[Assigned task 1]
Answer these questions using the emergency department passage:
(a) What name was given to the separate, low-acuity part of the ED?
(b) How many patients did the hospital see in 2016?
(c) By what percentage did ED volume increase?
[Assigned task 2] Using the emergency department passage, list every measure that the changes together decreased.

[Document passage]

The ED was reconfigured to allow us to care for more sitting patients, and protocols were established to rapidly identify patients who could remain vertical throughout their ED stay. As a result, the vertical patients were seen by a provider quickly and thereby processed through the system more expeditiously than horizontal patients, allowing the ED as a whole to see and treat a greater proportion of patients in shorter times.
Parallel processing is key. Historically, patients had waited until a bed was available in the ED, at which point they would see a provider and nurse who would assess and treat them while they remained in that location; patients were left in the same treatment space from arrival until their care was completed. Post-Harvey, it was recognized that many patients did not need to remain in their assigned treatment spaces and instead could be moved to a separate, low-acuity part of the ED to await the results of their testing and consultations. We termed this area “Results Waiting.”
This allowed the next patient to occupy the treatment spaces vacated by patients moved to Results Waiting. We also had providers order necessary testing for those patients in the traditional waiting room who had not yet been fully evaluated. These changes cumulatively decreased our door-to-provider time, our door-to-disposition time, and our percentage of patients who left the ED without being seen by a provider, despite the 7.5% increase in ED volume and 50% reduction in inpatient capacity from Hurricane Harvey damages.
Ask for help. Lyndon B. Johnson General Hospital worked hard to care for all of its patients. However, we realized that for a hospital that saw 81,000 patients in 2016, the existing 200 inpatient beds were often not enough to care for all of the patients presenting to the ED. Although we frequently asked our own hospital’s inpatient teams to help care for admitted patients when the ED became busy, we rarely asked other hospitals for help when we saw spikes in the number of patients who required admission.

[Record excerpts]
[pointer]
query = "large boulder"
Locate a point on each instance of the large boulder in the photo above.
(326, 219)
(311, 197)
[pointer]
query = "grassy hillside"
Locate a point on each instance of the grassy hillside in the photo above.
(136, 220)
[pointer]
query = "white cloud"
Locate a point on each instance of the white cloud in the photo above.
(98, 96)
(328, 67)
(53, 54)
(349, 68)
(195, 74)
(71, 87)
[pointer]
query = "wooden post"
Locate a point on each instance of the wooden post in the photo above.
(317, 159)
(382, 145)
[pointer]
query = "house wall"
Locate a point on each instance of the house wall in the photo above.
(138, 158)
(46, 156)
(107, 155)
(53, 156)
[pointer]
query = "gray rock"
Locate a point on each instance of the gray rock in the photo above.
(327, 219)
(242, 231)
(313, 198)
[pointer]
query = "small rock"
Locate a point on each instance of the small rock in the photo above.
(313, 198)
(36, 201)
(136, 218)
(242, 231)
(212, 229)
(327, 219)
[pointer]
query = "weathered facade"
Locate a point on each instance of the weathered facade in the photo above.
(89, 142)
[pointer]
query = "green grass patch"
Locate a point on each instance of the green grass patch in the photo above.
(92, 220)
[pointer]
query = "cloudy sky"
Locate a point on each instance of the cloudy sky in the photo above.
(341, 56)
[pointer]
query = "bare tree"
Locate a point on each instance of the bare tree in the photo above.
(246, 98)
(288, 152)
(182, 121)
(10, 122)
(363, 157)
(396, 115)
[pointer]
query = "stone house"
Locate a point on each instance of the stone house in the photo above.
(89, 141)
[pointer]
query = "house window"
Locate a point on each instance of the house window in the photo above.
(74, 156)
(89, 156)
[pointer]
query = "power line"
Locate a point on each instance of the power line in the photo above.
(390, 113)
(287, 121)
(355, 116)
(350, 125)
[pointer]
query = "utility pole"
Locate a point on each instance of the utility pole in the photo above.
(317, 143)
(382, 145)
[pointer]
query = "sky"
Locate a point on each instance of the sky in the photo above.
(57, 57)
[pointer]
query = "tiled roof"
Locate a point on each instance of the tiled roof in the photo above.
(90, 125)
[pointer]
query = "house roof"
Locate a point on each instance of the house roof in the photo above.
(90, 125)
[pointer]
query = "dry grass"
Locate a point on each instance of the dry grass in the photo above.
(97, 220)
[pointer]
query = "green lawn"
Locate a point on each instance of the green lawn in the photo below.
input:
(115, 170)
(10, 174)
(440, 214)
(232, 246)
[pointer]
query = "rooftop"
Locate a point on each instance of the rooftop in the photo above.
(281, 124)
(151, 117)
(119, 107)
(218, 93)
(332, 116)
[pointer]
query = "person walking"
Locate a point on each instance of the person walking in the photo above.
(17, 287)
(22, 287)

[Response box 1]
(a) Results Waiting
(b) 81,000
(c) 7.5%

[Response box 2]
- door-to-provider time
- door-to-disposition time
- percentage of patients who left the ED without being seen by a provider